> 実施課題
項目の冒頭から「98], [415, 85]]」を含む行までを、両端を含め、指示文も含めてすべて書き移してください。その際、回答中の座標の数値それぞれに -137 を加え、指示文と形式の例は変更せず、画像は出力に含めないでください。

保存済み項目
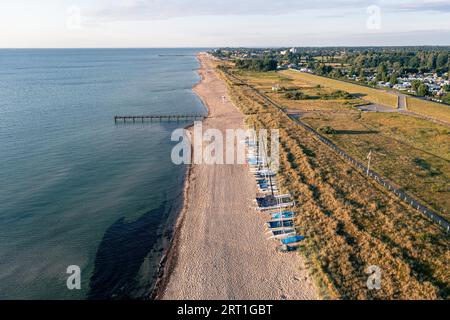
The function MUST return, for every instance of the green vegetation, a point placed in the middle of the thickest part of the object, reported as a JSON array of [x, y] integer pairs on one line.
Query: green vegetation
[[349, 222], [429, 109], [369, 94], [265, 64]]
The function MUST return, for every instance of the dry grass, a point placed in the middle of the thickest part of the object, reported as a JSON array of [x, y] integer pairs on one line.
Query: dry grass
[[429, 109], [350, 223], [369, 94], [413, 153]]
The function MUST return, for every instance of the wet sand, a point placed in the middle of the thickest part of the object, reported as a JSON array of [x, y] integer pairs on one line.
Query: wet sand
[[220, 249]]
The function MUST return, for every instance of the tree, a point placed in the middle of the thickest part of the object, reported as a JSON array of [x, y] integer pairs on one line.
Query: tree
[[393, 80], [422, 90], [441, 60], [381, 72], [431, 63], [446, 98], [415, 85]]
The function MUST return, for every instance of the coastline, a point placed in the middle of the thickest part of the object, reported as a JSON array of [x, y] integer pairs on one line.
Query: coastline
[[218, 249], [169, 258]]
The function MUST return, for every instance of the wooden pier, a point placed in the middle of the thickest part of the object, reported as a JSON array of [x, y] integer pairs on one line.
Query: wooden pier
[[158, 118]]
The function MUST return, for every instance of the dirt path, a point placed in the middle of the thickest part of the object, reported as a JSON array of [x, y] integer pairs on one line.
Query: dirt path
[[222, 250]]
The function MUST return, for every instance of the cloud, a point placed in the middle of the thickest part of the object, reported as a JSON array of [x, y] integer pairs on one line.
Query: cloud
[[164, 9], [422, 5]]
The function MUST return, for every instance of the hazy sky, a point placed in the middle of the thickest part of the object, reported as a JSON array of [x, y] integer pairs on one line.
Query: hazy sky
[[213, 23]]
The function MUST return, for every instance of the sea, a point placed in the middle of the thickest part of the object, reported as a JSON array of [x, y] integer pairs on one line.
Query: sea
[[87, 205]]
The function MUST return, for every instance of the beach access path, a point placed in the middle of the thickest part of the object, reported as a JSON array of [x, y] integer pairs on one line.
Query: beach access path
[[221, 249]]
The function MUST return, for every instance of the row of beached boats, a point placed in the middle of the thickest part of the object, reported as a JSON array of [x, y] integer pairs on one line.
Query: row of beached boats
[[278, 207]]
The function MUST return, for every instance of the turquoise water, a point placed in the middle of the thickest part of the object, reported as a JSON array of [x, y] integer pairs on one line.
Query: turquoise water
[[76, 189]]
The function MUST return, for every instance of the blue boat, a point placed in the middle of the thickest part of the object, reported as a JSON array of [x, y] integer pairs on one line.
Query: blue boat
[[293, 239], [280, 224], [283, 215]]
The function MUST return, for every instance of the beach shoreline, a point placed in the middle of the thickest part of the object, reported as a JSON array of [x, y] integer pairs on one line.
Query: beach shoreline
[[218, 248], [168, 260]]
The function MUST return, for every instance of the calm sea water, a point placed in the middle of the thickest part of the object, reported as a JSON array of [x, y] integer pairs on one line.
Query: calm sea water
[[76, 189]]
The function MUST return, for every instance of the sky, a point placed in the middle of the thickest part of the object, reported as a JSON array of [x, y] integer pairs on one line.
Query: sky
[[220, 23]]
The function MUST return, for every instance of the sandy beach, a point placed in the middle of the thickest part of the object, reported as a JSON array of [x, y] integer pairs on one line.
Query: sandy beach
[[220, 250]]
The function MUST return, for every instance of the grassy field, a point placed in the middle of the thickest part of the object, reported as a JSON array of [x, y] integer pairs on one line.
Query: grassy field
[[366, 93], [265, 81], [349, 222], [429, 109], [411, 152]]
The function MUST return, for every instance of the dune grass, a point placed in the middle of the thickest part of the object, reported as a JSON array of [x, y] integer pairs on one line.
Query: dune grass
[[349, 222]]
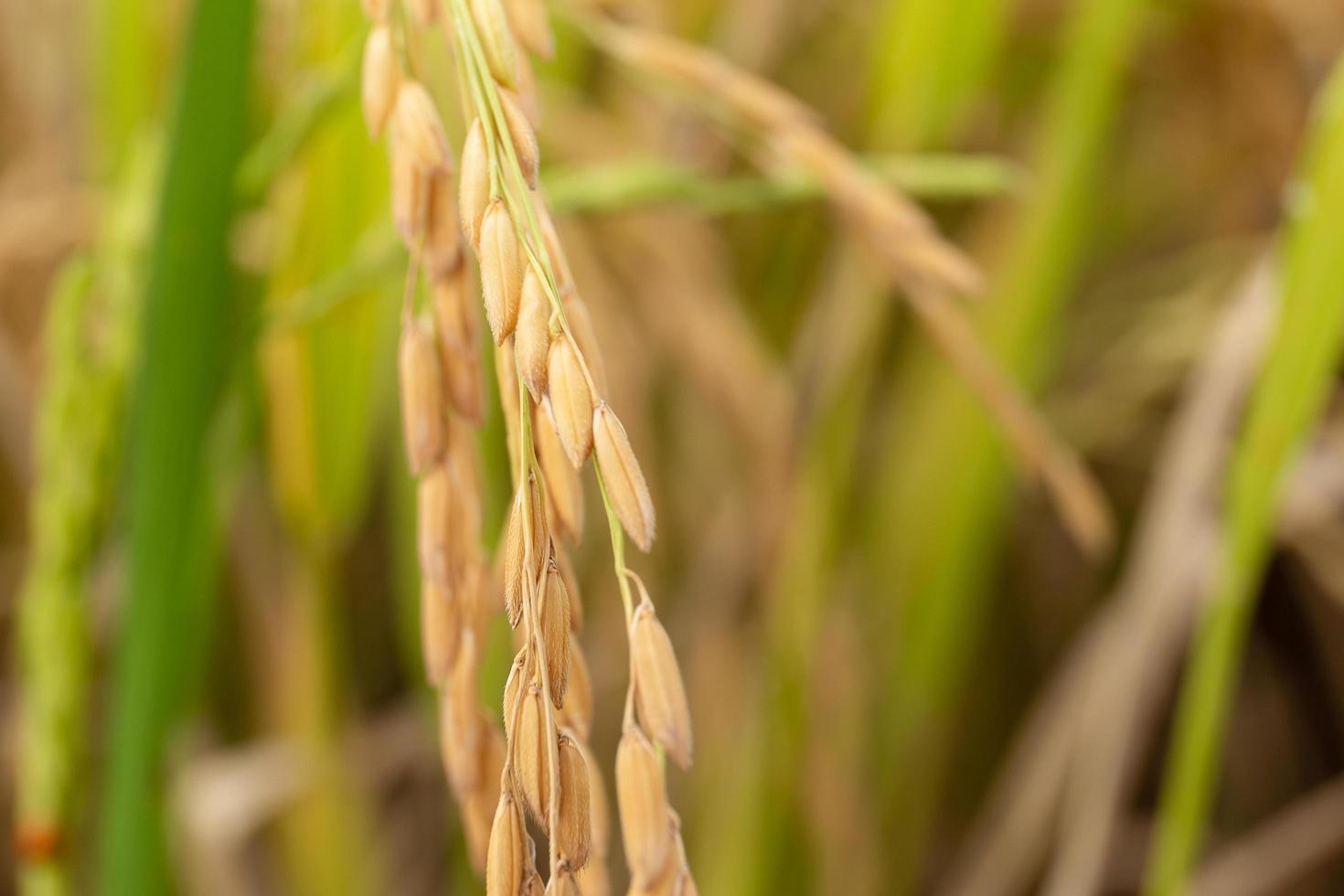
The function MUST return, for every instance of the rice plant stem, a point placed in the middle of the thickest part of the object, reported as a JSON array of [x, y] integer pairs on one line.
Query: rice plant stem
[[1289, 397]]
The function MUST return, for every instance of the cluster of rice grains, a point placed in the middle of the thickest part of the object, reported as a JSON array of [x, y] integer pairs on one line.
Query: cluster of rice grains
[[551, 383]]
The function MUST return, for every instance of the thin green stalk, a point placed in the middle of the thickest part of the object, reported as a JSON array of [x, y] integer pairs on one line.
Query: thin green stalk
[[1298, 375], [930, 55], [944, 493], [620, 186], [188, 321], [86, 347]]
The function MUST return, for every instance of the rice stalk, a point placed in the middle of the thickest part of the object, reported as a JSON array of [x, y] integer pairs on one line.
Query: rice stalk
[[187, 324], [543, 360], [915, 257], [1286, 400], [940, 531]]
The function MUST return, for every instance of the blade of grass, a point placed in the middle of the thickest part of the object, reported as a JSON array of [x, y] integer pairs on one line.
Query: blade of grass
[[86, 347], [651, 182], [326, 392], [929, 58], [944, 492], [190, 314], [1289, 397]]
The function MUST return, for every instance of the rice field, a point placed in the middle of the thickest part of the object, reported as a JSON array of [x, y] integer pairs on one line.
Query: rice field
[[729, 446]]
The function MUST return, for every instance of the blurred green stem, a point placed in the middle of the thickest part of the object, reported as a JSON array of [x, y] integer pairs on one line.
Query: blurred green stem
[[188, 321], [86, 348], [651, 182], [930, 55], [944, 493], [1300, 371]]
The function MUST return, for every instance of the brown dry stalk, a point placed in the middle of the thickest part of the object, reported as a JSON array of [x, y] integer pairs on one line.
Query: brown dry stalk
[[551, 386], [926, 268], [1081, 741]]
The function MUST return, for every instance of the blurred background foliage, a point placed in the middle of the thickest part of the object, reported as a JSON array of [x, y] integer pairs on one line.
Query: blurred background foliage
[[895, 653]]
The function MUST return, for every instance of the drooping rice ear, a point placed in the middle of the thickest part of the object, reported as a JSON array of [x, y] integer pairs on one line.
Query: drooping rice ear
[[418, 123], [574, 824], [641, 797], [659, 690], [532, 336], [475, 183], [423, 421], [502, 271], [507, 859], [571, 400], [379, 80], [624, 480]]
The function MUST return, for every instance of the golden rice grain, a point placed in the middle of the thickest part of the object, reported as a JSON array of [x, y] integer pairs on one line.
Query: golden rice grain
[[523, 137], [641, 797], [420, 126], [463, 379], [443, 251], [514, 688], [477, 809], [593, 879], [577, 710], [409, 186], [507, 858], [460, 733], [625, 485], [474, 185], [571, 587], [378, 80], [456, 311], [440, 632], [532, 337], [529, 747], [555, 633], [434, 517], [574, 825], [506, 379], [659, 692], [525, 549], [666, 883], [423, 422], [554, 251], [563, 884], [502, 271], [581, 326], [563, 486], [600, 810], [571, 400]]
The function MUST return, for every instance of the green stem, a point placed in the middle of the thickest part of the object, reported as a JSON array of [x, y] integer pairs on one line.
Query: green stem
[[1287, 400], [190, 318], [651, 182]]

> 解答
The function MUST return, for every instance of the green vegetation, a point placed in the middle of the thickest part of the object, reported as a JSON array of [x, y] integer pairs on one line.
Query: green vegetation
[[212, 85], [292, -28], [232, -43], [128, -73]]
The function MUST return, for every instance of the dry grass, a point placed in the middle of the thickest part of the object, reported as a JSON array of [x, y] integer pairs on one line.
Query: dry grass
[[292, -28], [213, 86], [232, -43], [276, 16]]
The function MUST return, for every instance of the wet sand, a point placed in the middle of the thickest part of the object, reported as a JSON array of [x, y] integer pairs on one line.
Query: wet sand
[[83, 112]]
The function MUST return, for every instance of the tree, a point placed in the middle of the thickest part of the object, reported as a JSON array of [x, y] integer pairs on one line.
Query: tree
[[256, -57], [285, -47], [304, -77], [244, -65], [294, -74], [309, -39], [278, -52]]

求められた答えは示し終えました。